DOCUMENT PASSAGE =
>>>

After a lawsuit was filed in federal court on November 14, 2004,
the board was given the opportunity (which it declined) to rescind
its policy, and thus avoid paying legal fees (which eventually came
to $1 million). The plaintiffs contended that the school board’s
intelligent design policy constituted "an establishment of
religion prohibited by the First Amendment to the United States
Constitution, which is made applicable to the states by the Fourteenth
Amendment, as well as the Constitution of the Commonwealth of Pennsylvania."
A trial was
held from September 26, 2005, through November 4, 2005, in the U.S.
District Court for the Middle District of Pennsylvania. Judge John
E. Jones III (appointed by President Bush) issued a 139-page ruling
on December 20, 2005, in which he began by saying:
For the reasons
that follow, we hold that the ID Policy is unconstitutional pursuant
to the Establishment Clause of the First Amendment of the United
States Constitution and Art. I, § 3 of the Pennsylvania Constitution.
And ended by
saying:
Defendants’
ID Policy violates the Establishment Clause of the First Amendment
of the Constitution of the United States and Art. I, § 3 of the
Constitution of the Commonwealth of Pennsylvania.
Because he
sought "to preserve the separation of church and state mandated
by the Establishment Clause of the First Amendment to the United
States Constitution, and Art. I, § 3 of the Pennsylvania Constitution,"
Judge Jones permanently enjoined the "Defendants from maintaining
the ID Policy in any school within the Dover Area School District,
from requiring teachers to denigrate or disparage the scientific
theory of evolution, and from requiring teachers to refer to a religious,
alternative theory known as ID."

<<<

STATED PROBLEM A = Duplicate the intelligent design lawsuit passage word for word, everything from "After a lawsuit" down to "in the U.S.".
STATED PROBLEM B = For each statement below, say yes or no according to the intelligent design lawsuit passage, and quote the words that decide it: (i) The school board accepted the opportunity to rescind its policy. (ii) Judge Jones's ruling ran to 139 pages. (iii) The trial took place in the U.S. District Court for the Middle District of Pennsylvania.
STATED PROBLEM C = Carry the intelligent design lawsuit passage forward from its last sentence.

DATASET ROWS =

>>>

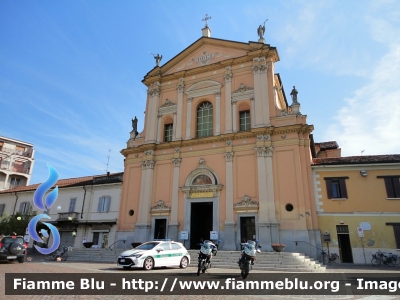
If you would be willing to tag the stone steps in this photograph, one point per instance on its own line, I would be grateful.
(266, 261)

<<<
>>>

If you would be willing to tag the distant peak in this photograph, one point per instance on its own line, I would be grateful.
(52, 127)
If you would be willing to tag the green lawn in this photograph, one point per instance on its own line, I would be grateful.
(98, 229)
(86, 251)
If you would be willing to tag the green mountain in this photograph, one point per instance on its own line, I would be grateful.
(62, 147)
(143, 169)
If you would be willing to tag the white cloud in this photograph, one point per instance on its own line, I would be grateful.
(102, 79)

<<<

WRITTEN REPLY A =
After a lawsuit was filed in federal court on November 14, 2004,
the board was given the opportunity (which it declined) to rescind
its policy, and thus avoid paying legal fees (which eventually came
to $1 million). The plaintiffs contended that the school board’s
intelligent design policy constituted "an establishment of
religion prohibited by the First Amendment to the United States
Constitution, which is made applicable to the states by the Fourteenth
Amendment, as well as the Constitution of the Commonwealth of Pennsylvania."
A trial was
held from September 26, 2005, through November 4, 2005, in the U.S.

WRITTEN REPLY B =
(i) No: "the board was given the opportunity (which it declined) to rescind its policy"
(ii) Yes: "issued a 139-page ruling on December 20, 2005"
(iii) Yes: "held from September 26, 2005, through November 4, 2005, in the U.S. District Court for the Middle District of Pennsylvania"

WRITTEN REPLY C =
One of the
most well-known proponents of intelligent design is the Discovery
Institute in Seattle, Washington, a non-profit educational foundation
that "discovers and promotes ideas in the common sense tradition
of representative government, the free market and individual liberty."
Not only did the Discovery Institute not support the intelligent
design policy adopted by the Dover school board, it "repeatedly
urged the school board to withdraw it, beginning long before the
district had been sued."
The
Discovery Institute has nevertheless recently issued "a critique
of Judge John E. Jones III’s controversial decision in Kitzmiller
et al. v. Dover Area School Board (2005)." The book is
called Traipsing
into Evolution: Intelligent Design and the Kitzmiller v. Dover Decision
(Discovery Institute Press, 2006). The authors are David DeWolf,
a Senior Fellow at the Discovery Institute and professor of law
at Gonzaga Law School; John West, a Senior Fellow at the Discovery
Institute and chair of the Department of Political Science and Geography
at Seattle Pacific University; Casey Luskin, an attorney; and Jonathan
Witt, a Senior Fellow at the Discovery Institute.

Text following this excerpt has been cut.